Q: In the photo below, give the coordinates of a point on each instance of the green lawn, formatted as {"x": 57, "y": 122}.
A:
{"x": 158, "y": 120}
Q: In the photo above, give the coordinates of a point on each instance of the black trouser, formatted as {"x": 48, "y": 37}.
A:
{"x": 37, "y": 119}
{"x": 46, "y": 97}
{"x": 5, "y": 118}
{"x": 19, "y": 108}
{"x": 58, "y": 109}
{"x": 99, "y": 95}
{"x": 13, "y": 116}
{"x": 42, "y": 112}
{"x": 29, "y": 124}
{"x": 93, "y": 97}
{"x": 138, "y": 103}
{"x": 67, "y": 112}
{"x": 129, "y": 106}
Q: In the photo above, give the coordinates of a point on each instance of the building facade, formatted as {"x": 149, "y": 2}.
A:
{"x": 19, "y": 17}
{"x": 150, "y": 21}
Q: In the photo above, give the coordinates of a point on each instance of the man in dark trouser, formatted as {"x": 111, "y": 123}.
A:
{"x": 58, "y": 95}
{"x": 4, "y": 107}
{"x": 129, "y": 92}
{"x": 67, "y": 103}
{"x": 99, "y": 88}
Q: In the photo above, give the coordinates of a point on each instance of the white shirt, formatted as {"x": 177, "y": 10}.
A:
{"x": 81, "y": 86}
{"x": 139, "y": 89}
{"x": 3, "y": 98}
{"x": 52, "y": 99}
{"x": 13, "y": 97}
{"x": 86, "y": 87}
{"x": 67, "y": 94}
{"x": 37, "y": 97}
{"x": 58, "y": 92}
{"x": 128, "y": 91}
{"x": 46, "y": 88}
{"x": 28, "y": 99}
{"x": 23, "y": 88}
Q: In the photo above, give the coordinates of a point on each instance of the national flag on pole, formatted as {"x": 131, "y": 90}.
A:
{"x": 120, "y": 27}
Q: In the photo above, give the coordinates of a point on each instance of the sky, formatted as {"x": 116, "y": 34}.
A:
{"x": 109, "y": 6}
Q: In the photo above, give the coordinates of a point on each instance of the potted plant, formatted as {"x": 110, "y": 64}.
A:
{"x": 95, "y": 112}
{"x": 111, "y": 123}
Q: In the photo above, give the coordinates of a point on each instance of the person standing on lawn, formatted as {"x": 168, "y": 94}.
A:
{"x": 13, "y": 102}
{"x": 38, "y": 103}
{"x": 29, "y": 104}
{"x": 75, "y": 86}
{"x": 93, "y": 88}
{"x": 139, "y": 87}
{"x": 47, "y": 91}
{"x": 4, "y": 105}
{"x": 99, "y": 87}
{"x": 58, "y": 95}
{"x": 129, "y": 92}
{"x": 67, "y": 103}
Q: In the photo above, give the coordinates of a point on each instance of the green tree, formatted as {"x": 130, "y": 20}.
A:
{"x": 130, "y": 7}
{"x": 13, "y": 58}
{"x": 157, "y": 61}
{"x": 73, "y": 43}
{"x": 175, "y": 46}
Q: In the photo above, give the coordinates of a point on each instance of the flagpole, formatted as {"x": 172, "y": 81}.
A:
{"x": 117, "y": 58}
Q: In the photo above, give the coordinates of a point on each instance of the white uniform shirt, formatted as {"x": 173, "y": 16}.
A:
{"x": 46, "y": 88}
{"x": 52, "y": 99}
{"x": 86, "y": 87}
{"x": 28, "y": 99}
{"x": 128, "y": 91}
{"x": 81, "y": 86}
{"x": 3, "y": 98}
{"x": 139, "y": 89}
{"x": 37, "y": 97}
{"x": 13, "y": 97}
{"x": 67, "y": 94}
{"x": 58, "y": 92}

★ ★ ★ ★ ★

Exercise instructions — Only the lines above starting at the line that holds "of the black" and ending at the line that holds "white shirt, formatted" are to be repeated, exactly and in full.

Task result —
Q: In the photo above, give the coordinates of a point on each instance of the black trouser, formatted as {"x": 48, "y": 37}.
A:
{"x": 37, "y": 119}
{"x": 46, "y": 97}
{"x": 5, "y": 118}
{"x": 19, "y": 108}
{"x": 58, "y": 109}
{"x": 99, "y": 95}
{"x": 13, "y": 116}
{"x": 42, "y": 112}
{"x": 29, "y": 124}
{"x": 93, "y": 97}
{"x": 138, "y": 103}
{"x": 67, "y": 112}
{"x": 129, "y": 106}
Q: In the photo above, give the coordinates of a point on each instance of the building facade, formatted as {"x": 149, "y": 2}.
A:
{"x": 19, "y": 17}
{"x": 150, "y": 21}
Q: In the photo above, give the coordinates of a point on each instance of the man in dark trouser, formatted as {"x": 111, "y": 123}.
A:
{"x": 58, "y": 95}
{"x": 4, "y": 107}
{"x": 129, "y": 92}
{"x": 67, "y": 103}
{"x": 99, "y": 88}
Q: In the photo above, give the coordinates of a point on each instance of the white shirt, formatted as {"x": 177, "y": 10}.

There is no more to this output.